* **PAGE EXCERPT**
++++++

Planning the offsite

As a “remote first” company, Biteable is no stranger to working from different locations. We have employees across the globe and two small office hubs in Hobart and Melbourne. While I was looking forward to our week-long offsite in Australia to soak up as much knowledge as possible, I was already aware that some key stakeholders wouldn’t be able to make it.

Our first step was aligning on what needed to be covered. We chose three big topic areas:

1. Mission, vision, values

As a leader, this is where I tend to drop anchor and build from. Our plan was to do some prep work and then use a couple half-day sessions to align on these three areas, combining what the company had in place with input from various internal stakeholders.

2. Long-term customer & product strategy

We want to paint an exciting vision for our team and build a framework to guide us going forward. This was planned to be a day and a half of discussions, some of which would include our investors who would also be in town for a board meeting.

++++++

* **PROVIDED MATERIAL**
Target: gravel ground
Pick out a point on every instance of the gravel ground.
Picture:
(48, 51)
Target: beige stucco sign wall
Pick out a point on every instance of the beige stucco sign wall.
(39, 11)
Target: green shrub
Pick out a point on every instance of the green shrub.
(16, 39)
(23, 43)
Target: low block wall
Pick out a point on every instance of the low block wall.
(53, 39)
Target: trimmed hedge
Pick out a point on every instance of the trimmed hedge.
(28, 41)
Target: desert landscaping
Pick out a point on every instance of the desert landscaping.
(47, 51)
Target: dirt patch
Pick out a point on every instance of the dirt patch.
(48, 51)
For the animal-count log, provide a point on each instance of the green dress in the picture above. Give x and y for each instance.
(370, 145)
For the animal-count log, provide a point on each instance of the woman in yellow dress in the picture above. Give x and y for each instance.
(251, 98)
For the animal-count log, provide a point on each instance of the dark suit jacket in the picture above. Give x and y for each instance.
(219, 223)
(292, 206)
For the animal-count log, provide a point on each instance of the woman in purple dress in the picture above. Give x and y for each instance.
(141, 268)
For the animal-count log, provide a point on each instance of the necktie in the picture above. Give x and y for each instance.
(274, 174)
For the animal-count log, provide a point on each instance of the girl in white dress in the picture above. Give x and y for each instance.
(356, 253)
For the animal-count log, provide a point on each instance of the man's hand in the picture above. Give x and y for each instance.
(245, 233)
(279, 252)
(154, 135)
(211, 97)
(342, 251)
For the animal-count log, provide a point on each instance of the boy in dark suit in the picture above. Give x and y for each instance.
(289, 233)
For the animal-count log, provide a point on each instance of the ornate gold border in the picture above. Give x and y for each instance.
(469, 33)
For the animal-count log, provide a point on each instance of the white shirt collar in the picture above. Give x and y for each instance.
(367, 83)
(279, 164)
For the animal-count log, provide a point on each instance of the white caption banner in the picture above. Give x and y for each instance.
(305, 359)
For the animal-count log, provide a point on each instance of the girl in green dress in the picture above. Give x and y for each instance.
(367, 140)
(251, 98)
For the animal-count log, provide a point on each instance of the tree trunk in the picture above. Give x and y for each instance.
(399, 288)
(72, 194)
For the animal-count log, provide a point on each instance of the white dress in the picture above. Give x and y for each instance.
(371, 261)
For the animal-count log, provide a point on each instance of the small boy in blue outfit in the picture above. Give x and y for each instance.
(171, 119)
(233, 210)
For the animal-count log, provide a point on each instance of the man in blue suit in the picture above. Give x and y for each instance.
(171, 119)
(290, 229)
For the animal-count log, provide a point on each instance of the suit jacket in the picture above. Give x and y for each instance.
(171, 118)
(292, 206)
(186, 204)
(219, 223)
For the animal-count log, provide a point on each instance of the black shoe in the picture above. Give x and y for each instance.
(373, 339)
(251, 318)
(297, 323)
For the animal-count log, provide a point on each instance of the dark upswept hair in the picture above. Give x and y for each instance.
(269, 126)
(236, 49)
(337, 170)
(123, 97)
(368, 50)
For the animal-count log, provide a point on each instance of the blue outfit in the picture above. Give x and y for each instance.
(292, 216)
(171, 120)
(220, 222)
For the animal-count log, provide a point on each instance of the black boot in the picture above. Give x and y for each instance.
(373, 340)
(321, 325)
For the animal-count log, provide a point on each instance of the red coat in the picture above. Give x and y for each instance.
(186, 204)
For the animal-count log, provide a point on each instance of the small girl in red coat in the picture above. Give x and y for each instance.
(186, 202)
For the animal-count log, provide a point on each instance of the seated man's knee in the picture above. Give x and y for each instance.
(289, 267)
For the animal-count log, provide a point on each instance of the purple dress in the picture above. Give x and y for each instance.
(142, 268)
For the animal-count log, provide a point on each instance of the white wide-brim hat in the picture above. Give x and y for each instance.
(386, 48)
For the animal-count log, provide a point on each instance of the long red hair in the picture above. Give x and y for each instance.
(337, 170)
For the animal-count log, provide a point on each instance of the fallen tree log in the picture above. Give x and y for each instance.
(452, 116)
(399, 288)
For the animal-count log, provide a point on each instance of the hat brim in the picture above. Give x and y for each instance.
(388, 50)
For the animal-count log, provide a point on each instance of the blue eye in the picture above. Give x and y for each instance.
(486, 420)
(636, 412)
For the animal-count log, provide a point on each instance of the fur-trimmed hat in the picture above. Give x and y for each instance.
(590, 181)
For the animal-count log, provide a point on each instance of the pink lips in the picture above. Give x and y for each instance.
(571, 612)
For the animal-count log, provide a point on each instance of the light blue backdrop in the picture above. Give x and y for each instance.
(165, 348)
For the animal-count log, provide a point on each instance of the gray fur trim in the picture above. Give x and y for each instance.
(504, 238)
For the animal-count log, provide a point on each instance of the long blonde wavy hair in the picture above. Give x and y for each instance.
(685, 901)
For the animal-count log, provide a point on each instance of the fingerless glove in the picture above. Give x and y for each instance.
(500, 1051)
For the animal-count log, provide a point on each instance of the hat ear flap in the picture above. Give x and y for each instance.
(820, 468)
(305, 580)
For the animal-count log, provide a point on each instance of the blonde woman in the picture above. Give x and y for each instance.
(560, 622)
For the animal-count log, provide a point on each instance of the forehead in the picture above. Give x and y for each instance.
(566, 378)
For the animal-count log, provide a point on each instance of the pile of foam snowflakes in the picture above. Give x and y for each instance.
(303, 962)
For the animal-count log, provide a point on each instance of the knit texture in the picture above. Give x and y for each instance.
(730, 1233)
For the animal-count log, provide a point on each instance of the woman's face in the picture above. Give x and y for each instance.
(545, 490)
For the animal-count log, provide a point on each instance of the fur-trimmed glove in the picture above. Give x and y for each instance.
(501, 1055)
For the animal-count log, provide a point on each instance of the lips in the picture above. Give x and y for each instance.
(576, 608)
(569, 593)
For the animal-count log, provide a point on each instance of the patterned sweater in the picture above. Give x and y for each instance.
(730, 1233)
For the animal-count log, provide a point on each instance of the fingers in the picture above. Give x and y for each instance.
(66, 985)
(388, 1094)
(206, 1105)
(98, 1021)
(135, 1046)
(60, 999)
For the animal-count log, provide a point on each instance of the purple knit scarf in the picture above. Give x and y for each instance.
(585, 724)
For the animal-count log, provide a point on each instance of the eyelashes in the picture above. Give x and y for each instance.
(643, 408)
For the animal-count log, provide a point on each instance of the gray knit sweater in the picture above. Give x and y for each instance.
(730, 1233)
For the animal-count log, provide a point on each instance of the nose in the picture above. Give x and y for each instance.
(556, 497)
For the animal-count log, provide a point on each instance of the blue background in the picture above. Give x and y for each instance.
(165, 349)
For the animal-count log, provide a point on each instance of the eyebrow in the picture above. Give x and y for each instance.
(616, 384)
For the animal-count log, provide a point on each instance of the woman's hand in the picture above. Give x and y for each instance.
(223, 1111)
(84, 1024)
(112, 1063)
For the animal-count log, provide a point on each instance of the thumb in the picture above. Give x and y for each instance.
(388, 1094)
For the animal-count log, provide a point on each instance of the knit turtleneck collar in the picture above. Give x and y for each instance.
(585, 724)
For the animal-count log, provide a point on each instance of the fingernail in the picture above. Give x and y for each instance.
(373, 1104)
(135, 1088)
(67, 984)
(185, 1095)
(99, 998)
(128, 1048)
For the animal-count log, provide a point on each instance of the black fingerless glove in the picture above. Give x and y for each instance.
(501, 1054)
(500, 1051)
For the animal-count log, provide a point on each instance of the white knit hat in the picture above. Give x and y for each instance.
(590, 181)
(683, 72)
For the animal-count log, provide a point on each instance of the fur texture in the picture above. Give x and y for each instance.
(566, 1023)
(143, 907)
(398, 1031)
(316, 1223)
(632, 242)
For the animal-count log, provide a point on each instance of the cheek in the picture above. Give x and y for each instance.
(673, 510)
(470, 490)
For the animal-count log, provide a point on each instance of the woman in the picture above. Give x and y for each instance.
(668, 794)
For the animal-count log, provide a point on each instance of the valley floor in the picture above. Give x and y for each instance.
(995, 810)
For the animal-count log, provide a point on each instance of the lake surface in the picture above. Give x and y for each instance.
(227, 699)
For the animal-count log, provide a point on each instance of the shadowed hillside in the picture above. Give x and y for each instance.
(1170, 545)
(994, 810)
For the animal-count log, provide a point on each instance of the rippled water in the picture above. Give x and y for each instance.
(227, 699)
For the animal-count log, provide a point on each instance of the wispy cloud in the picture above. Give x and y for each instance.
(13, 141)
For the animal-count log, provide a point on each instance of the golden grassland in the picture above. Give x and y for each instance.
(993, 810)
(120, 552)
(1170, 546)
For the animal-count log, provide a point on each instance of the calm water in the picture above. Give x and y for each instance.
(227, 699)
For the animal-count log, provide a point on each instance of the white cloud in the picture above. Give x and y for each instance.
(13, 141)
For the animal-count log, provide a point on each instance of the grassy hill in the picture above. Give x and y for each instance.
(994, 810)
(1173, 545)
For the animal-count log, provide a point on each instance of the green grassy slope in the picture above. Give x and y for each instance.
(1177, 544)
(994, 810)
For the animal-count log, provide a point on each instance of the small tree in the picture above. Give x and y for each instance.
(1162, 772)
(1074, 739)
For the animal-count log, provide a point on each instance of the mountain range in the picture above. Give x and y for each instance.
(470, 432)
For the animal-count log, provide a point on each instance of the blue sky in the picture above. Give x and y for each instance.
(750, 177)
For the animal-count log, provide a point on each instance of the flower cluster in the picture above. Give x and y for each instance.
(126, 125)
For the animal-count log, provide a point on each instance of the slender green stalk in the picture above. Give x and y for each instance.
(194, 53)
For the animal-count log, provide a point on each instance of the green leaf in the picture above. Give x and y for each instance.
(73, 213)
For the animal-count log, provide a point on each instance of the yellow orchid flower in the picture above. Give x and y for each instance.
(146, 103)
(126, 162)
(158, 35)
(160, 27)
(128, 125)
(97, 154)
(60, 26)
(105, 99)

++++++

* **PROBLEM SET**
1. In the offsite planning text, which two cities have Biteable's small office hubs?
2. Please return the passage from the offsite planning text starting with "As a leader, this" and going on through "various internal stakeholders.".

* **ANSWER LIST**
1. Hobart and Melbourne.

2.
As a leader, this is where I tend to drop anchor and build from. Our plan was to do some prep work and then use a couple half-day sessions to align on these three areas, combining what the company had in place with input from various internal stakeholders.